* [Problems and tasks]:
A. List every video game title named in the game sales chart report.
B. Write what comes next in the game sales chart report, starting after its last sentence.

In a three-way battle between Detroit: Become Human, State of Decay 2, and Dark Souls Remastered, it was Quantic Dream’s PS4-exclusive that came out on top.

GamesIndusty.biz reports physical sales were almost on par with 2013’s Beyond Two Souls, but it fell well short of beating Heavy Rain’s launch week figures.

The anticipated State of Decay 2 entered at #2. Considering it’s an Xbox Game Pass poster boy, that’s reasonably impressive.

Then at #3 it’s Dark Souls Remastered. Had the Switch version made it out as originally planned, it would’ve almost certainly taken #2.

FIFA 18 fell from #2 to #4. Sales were up over last week though due to ongoing price cuts and the upcoming free World Cup update.

(Region pointing lines)

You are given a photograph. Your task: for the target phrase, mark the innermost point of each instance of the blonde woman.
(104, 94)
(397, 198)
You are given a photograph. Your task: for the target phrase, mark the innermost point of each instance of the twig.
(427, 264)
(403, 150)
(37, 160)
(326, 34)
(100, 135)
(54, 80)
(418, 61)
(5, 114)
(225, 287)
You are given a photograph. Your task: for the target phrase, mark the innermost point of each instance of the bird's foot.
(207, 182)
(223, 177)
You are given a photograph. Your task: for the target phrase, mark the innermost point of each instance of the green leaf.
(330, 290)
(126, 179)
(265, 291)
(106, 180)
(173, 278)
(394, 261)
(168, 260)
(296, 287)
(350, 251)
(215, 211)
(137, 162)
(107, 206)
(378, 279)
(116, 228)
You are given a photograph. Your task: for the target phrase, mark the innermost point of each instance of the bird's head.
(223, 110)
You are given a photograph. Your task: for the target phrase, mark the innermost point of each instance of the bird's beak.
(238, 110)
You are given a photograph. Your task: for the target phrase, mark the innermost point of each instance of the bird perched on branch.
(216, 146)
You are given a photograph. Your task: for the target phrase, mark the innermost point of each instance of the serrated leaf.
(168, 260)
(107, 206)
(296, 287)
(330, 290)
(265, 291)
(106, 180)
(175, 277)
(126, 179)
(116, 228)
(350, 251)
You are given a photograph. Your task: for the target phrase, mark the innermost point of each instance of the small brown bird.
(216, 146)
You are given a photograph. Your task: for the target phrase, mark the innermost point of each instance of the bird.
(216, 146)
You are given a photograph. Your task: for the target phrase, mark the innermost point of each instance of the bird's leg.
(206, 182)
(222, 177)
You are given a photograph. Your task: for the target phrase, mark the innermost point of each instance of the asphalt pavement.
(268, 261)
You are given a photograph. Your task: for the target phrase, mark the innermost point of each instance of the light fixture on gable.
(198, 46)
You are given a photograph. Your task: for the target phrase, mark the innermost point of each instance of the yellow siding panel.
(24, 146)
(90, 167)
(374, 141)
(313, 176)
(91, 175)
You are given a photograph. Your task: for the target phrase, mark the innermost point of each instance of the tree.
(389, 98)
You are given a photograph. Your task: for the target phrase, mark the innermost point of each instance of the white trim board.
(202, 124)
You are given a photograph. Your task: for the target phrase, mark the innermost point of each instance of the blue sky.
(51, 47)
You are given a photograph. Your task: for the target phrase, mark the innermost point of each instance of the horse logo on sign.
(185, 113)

* [Answers provided]:
A.
Detroit: Become Human
State of Decay 2
Dark Souls Remastered
Beyond Two Souls
Heavy Rain
FIFA 18

B.
God of War – last week’s chart-topper – dropped to #5. Far Cry 5 takes #6, and then at #7 it’s Overwatch. The online sensation is up all the way from #40 due to a hefty price drop.

Destiny 2 rose a few places to take #8, Fallout 4 rises to #9 – up from #12 – while Mario Kart 8 Deluxe rounds-off the top ten.

Space Hulk Deathwing at #19 was the only other new arrival. EA Sports UFC 3, Need for Speed Payback and Monster Hunter World did manage to re-enter the lower end of the top 40, however.